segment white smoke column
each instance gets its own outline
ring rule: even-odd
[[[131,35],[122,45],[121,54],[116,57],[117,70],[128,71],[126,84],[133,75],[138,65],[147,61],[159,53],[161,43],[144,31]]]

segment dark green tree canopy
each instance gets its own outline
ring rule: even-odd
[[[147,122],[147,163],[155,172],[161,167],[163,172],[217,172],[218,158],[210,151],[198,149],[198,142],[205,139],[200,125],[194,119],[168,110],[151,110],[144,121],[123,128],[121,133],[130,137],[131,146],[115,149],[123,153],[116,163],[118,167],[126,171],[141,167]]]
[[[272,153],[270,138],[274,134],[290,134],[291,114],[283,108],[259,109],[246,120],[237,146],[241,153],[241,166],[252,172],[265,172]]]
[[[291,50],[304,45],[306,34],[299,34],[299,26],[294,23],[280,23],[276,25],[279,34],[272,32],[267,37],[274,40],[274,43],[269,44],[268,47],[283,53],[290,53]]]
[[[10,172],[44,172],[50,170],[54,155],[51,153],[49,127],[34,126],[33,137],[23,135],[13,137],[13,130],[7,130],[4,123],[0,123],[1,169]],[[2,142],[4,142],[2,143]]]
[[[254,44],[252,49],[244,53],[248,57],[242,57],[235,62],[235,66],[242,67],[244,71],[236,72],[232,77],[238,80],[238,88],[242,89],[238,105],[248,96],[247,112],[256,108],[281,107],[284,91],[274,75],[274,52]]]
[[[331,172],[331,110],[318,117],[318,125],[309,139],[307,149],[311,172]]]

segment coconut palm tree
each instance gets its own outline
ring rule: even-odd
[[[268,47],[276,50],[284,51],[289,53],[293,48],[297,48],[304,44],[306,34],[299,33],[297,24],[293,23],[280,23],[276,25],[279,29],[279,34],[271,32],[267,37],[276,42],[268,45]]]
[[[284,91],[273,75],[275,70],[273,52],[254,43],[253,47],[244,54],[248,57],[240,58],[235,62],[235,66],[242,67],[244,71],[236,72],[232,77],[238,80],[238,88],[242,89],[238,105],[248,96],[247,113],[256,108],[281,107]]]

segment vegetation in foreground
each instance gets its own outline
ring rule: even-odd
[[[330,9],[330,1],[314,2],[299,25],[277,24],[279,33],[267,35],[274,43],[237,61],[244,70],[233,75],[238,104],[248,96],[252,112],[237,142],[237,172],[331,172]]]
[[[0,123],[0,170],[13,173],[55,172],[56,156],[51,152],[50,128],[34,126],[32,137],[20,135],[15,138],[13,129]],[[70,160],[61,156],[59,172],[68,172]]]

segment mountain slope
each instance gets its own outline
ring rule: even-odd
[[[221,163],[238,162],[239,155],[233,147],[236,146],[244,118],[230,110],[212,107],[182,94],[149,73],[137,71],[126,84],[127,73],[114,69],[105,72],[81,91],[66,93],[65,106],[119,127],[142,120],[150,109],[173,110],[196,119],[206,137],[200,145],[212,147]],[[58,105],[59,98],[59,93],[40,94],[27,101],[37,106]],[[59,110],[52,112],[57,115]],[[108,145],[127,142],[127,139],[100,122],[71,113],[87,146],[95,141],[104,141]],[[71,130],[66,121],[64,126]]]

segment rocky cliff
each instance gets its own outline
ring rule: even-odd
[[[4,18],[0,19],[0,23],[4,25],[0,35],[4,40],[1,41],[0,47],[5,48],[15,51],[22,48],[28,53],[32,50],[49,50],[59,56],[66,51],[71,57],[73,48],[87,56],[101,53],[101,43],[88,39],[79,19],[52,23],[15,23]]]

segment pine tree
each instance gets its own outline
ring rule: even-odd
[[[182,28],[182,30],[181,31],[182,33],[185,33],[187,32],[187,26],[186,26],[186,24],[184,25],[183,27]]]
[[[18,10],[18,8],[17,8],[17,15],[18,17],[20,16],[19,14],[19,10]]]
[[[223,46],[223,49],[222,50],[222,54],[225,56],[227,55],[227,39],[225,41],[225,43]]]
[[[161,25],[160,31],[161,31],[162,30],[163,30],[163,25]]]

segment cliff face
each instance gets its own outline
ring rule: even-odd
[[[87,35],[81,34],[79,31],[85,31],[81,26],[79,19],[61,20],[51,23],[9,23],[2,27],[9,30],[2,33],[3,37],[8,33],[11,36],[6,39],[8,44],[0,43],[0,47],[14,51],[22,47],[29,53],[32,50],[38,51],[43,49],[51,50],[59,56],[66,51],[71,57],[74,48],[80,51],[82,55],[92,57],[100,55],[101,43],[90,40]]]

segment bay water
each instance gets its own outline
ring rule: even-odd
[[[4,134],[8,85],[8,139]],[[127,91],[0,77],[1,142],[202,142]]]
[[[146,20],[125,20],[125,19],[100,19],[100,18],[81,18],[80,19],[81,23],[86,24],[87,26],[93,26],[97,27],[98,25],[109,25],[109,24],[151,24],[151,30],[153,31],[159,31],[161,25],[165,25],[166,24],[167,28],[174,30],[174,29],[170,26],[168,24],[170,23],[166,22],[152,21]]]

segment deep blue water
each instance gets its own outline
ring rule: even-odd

--------------------

▶ Task to complete
Rewrite the data from the line with "segment pine tree" to the line with "[[[161,25],[160,31],[161,31],[162,30],[163,30],[163,25]]]", both included, as a numbered list, leaving out any blank lines.

▶ Worked answer
1. segment pine tree
2. each instance gets its own outline
3. ring rule: even-odd
4. [[[182,28],[182,30],[181,31],[182,33],[185,33],[187,32],[187,26],[186,26],[186,24],[184,25],[183,27]]]
5. [[[18,10],[18,8],[17,8],[17,15],[18,17],[20,16],[19,14],[19,10]]]
6. [[[223,46],[223,49],[222,50],[222,54],[225,56],[227,55],[227,39],[225,41],[225,43]]]
7. [[[161,25],[160,31],[161,31],[162,30],[163,30],[163,25]]]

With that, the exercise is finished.